(TASK REQUIREMENTS): Repeat verbatim the lines of the listing from the line containing "flower in this picture." through the line containing "[93,202,242,233]", including both of those lines.

(Image entries for named regions):
################

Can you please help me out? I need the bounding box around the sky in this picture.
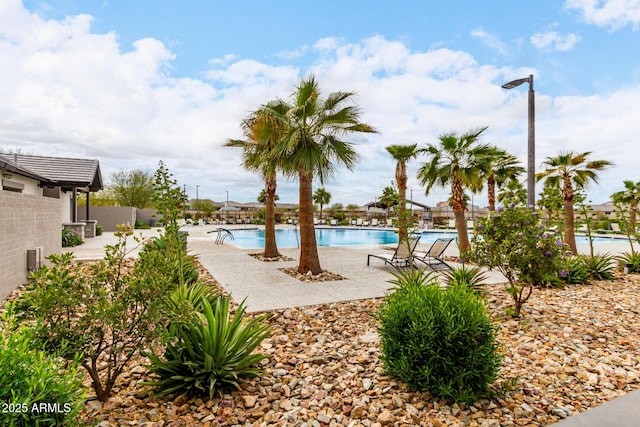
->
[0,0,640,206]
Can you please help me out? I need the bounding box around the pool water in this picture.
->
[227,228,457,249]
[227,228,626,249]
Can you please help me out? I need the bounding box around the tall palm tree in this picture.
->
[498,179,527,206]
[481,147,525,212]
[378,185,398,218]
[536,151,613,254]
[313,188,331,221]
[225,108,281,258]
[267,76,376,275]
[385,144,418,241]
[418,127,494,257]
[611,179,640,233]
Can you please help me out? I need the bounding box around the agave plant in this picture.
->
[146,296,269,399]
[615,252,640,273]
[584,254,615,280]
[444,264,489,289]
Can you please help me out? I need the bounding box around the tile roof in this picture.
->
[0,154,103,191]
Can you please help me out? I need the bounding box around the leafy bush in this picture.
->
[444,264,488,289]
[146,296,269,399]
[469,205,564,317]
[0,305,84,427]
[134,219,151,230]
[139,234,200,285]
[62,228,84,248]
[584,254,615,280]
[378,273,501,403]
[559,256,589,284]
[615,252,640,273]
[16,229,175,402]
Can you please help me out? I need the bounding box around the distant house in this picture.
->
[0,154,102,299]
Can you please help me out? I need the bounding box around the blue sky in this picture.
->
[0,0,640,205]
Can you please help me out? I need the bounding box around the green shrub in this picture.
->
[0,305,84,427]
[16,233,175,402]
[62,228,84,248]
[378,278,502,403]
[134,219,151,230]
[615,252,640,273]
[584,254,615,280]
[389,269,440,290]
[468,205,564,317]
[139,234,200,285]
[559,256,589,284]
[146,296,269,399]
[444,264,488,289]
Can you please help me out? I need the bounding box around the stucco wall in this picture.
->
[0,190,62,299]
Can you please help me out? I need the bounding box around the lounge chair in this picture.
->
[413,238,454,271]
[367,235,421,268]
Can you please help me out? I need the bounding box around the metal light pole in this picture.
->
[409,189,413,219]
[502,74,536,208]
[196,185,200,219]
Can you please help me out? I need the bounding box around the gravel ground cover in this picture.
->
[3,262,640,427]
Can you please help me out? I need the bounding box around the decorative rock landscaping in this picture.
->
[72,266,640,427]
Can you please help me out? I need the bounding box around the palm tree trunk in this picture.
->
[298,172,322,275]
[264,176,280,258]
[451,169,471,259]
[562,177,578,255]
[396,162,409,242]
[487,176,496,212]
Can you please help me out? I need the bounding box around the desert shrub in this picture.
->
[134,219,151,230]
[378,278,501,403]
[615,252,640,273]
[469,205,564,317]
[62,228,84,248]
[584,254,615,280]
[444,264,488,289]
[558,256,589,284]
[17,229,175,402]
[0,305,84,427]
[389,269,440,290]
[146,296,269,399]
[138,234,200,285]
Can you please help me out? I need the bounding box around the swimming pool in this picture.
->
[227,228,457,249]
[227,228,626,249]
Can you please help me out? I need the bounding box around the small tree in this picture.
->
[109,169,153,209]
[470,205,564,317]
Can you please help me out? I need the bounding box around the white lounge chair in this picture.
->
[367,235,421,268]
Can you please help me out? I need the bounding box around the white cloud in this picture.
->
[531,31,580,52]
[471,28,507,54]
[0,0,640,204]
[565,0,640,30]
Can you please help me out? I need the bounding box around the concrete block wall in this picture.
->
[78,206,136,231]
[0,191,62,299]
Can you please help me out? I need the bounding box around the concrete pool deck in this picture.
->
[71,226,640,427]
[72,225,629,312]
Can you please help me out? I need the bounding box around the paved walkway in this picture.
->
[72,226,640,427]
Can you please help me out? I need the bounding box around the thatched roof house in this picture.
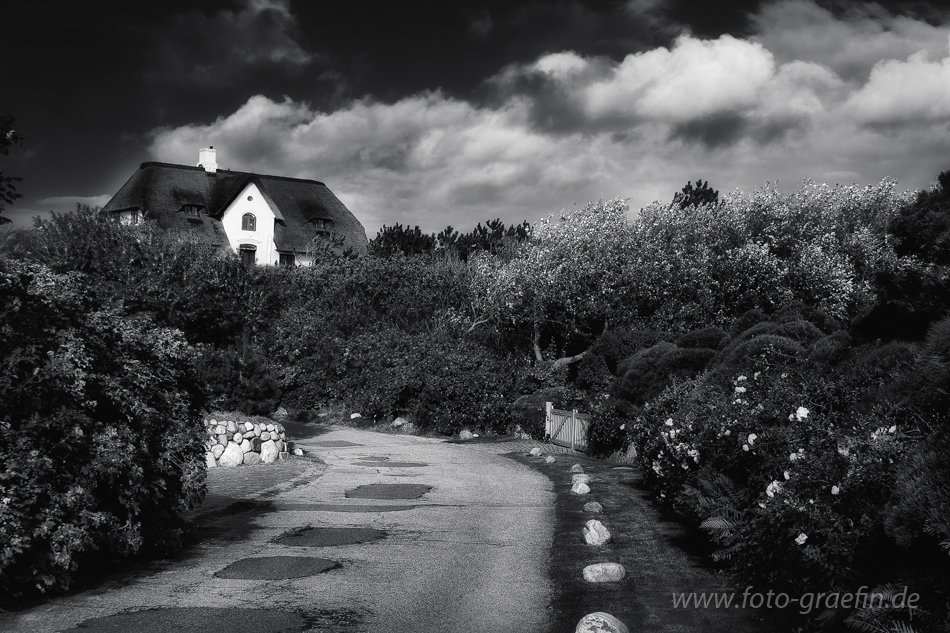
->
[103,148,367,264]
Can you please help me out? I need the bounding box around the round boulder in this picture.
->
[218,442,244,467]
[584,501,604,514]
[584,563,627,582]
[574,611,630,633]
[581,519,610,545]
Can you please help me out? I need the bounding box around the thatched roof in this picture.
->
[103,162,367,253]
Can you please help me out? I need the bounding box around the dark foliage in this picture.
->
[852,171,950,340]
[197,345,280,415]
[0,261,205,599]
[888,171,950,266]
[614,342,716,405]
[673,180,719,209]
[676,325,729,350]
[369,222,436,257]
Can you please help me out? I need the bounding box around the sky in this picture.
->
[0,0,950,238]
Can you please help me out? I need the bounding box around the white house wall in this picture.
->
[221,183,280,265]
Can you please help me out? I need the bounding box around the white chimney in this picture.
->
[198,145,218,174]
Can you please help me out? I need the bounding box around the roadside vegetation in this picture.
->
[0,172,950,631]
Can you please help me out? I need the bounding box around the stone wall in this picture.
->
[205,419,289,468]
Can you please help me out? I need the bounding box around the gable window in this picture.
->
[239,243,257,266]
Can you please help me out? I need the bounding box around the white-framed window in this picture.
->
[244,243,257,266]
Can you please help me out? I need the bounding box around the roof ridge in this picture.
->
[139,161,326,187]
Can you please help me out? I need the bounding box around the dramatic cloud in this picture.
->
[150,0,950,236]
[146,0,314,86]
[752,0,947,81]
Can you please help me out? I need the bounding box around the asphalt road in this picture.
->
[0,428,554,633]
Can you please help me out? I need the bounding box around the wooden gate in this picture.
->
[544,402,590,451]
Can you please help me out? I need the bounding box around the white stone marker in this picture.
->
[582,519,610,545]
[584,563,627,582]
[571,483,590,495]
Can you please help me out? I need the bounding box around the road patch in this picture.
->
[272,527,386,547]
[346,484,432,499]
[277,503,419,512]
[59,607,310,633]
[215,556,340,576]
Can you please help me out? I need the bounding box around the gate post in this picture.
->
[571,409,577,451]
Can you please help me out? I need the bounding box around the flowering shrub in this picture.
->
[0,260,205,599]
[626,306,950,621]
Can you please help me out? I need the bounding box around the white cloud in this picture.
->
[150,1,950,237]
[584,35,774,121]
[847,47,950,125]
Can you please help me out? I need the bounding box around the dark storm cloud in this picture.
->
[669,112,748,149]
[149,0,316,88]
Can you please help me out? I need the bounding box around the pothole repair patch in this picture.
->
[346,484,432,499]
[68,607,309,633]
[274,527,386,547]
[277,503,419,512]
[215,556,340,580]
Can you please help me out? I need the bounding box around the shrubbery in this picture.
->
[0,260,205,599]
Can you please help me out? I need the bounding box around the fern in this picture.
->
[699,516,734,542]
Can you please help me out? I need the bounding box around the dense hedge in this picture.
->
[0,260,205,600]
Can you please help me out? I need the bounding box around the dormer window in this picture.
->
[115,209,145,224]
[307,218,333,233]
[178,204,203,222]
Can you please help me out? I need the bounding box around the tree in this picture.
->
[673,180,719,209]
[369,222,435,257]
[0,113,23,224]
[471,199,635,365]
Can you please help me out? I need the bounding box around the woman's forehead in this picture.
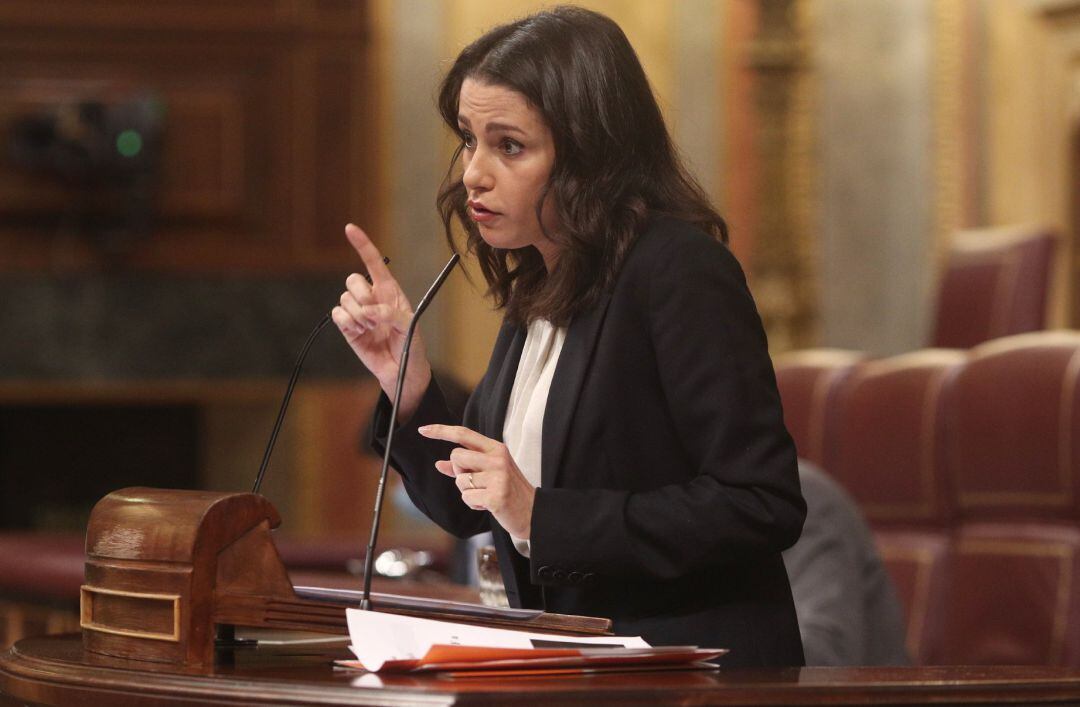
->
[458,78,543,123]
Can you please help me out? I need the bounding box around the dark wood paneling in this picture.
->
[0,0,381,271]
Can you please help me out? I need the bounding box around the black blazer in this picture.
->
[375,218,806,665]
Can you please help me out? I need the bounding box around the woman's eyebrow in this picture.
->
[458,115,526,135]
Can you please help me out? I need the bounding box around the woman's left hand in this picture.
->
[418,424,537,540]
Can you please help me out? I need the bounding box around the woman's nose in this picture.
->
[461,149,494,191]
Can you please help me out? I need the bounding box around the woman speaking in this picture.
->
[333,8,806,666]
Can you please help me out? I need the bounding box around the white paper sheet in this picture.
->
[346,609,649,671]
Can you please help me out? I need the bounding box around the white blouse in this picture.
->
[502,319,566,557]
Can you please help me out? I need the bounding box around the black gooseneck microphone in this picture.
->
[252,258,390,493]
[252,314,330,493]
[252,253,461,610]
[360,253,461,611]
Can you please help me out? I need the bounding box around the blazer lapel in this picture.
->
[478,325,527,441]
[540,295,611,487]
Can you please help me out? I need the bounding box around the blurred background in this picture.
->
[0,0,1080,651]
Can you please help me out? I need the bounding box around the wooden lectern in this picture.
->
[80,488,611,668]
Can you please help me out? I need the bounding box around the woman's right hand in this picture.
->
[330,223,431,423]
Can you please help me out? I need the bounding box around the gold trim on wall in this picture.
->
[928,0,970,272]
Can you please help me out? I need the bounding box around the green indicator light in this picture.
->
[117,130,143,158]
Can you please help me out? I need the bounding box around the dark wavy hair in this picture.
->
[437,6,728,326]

################

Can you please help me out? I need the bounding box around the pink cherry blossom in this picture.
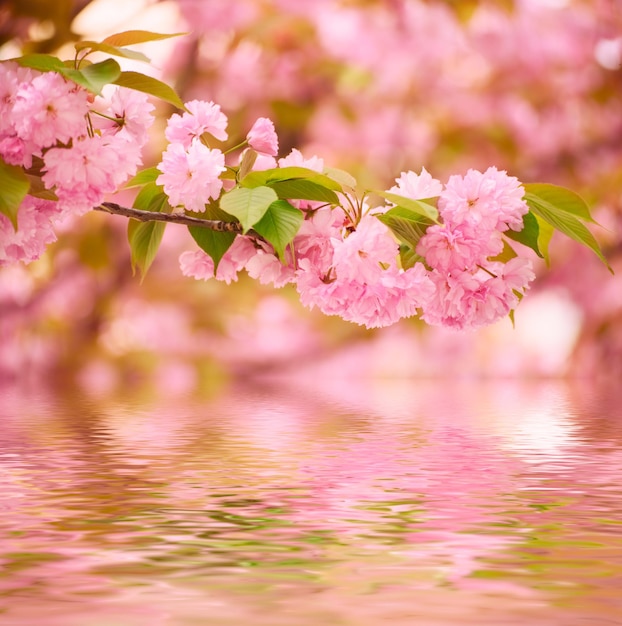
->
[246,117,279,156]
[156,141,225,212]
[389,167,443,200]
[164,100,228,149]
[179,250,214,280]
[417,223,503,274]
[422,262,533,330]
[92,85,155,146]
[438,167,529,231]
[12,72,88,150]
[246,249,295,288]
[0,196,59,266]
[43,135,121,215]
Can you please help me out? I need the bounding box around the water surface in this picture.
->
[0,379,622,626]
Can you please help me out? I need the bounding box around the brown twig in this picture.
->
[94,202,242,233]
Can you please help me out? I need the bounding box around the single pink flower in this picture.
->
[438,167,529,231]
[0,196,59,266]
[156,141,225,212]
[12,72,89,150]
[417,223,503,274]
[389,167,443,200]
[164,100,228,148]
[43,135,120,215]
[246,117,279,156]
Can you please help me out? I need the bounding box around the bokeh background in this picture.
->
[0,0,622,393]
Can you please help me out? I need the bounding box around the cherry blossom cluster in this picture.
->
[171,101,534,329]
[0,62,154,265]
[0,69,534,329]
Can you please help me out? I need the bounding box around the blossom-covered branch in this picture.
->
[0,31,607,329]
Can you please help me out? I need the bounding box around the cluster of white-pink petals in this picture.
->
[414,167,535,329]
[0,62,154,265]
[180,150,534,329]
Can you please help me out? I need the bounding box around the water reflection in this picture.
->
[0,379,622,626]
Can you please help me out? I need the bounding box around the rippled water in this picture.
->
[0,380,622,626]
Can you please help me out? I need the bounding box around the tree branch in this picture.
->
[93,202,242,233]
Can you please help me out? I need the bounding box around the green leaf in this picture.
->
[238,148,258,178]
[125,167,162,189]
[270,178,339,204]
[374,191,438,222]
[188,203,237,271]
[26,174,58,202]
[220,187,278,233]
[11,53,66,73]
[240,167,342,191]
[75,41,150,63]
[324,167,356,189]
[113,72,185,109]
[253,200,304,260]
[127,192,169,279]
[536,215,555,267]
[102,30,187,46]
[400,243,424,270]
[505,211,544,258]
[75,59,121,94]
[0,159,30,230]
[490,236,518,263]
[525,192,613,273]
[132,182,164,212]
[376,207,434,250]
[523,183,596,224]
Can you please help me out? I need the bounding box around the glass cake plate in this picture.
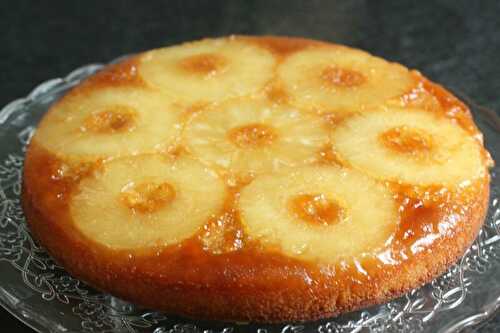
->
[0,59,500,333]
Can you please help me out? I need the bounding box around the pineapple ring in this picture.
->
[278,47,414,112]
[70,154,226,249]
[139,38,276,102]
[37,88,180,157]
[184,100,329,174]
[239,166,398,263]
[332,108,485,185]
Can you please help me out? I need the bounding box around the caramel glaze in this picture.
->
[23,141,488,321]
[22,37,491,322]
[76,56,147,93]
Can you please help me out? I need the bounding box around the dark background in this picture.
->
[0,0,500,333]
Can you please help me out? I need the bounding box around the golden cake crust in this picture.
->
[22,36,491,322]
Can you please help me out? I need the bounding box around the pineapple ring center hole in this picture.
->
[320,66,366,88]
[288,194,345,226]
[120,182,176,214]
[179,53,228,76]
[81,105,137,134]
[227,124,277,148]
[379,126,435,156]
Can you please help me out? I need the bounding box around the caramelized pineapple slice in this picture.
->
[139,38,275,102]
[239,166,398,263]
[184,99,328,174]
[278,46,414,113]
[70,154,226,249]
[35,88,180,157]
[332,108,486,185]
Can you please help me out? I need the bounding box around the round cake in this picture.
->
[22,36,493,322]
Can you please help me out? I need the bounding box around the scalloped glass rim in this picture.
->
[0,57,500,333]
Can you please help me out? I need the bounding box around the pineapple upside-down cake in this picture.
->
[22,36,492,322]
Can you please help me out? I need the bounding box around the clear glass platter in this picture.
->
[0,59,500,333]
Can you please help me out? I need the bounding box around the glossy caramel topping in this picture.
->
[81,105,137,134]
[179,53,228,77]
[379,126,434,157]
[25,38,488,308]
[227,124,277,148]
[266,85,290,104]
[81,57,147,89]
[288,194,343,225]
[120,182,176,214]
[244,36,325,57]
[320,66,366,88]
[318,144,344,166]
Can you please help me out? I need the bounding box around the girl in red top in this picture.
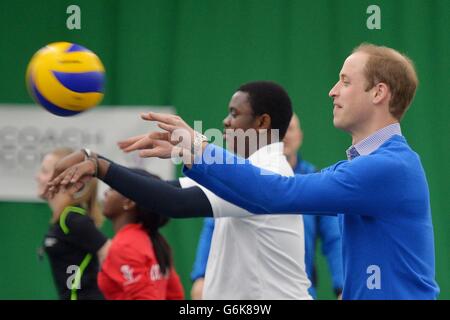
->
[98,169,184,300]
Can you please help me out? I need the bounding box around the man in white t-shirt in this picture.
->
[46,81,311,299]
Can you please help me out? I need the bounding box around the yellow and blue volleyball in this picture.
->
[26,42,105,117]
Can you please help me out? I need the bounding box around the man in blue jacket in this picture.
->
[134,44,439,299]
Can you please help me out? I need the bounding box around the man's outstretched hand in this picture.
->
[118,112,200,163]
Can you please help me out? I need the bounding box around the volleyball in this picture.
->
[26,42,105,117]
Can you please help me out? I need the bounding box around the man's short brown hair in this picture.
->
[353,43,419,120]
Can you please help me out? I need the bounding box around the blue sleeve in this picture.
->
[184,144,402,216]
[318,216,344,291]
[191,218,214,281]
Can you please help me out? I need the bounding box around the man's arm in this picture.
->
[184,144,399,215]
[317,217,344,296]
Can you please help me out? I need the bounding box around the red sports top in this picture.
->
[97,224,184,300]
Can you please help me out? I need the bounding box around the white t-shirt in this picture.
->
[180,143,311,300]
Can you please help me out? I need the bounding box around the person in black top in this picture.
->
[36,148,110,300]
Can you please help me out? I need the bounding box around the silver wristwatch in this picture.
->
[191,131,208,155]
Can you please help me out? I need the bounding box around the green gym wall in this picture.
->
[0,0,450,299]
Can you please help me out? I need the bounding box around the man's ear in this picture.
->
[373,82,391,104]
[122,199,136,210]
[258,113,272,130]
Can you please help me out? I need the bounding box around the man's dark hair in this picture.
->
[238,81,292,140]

################

(PROBLEM SOLUTION):
Can you please help me out? I need the bounding box around the single pink flower in this picture.
->
[438,167,529,231]
[0,196,59,266]
[156,141,225,212]
[12,72,89,150]
[417,223,503,274]
[389,167,443,200]
[164,100,228,148]
[43,135,120,215]
[246,117,279,156]
Can you please help me out? I need the bounding box around the bokeh background in this picture.
->
[0,0,622,393]
Can you please help me out? I need the bounding box around the cherry blossom cluster in this picture.
->
[171,101,534,329]
[0,62,154,265]
[0,69,534,329]
Can you please help me out? I need the bounding box around the blossom-covered branch in this picture.
->
[0,31,607,329]
Can you please help me out? I need the bounding box around the cluster of white-pink petals in this picture.
->
[414,167,535,329]
[0,62,154,265]
[180,150,534,329]
Can you please help me out? I need the bounding box around the water reflection in this picture.
->
[0,379,622,626]
Can you please help me out? I need the bounding box around the rippled water in this picture.
->
[0,380,622,626]
Can you please help me out? I need the bounding box around the tree branch in this picture.
->
[93,202,242,233]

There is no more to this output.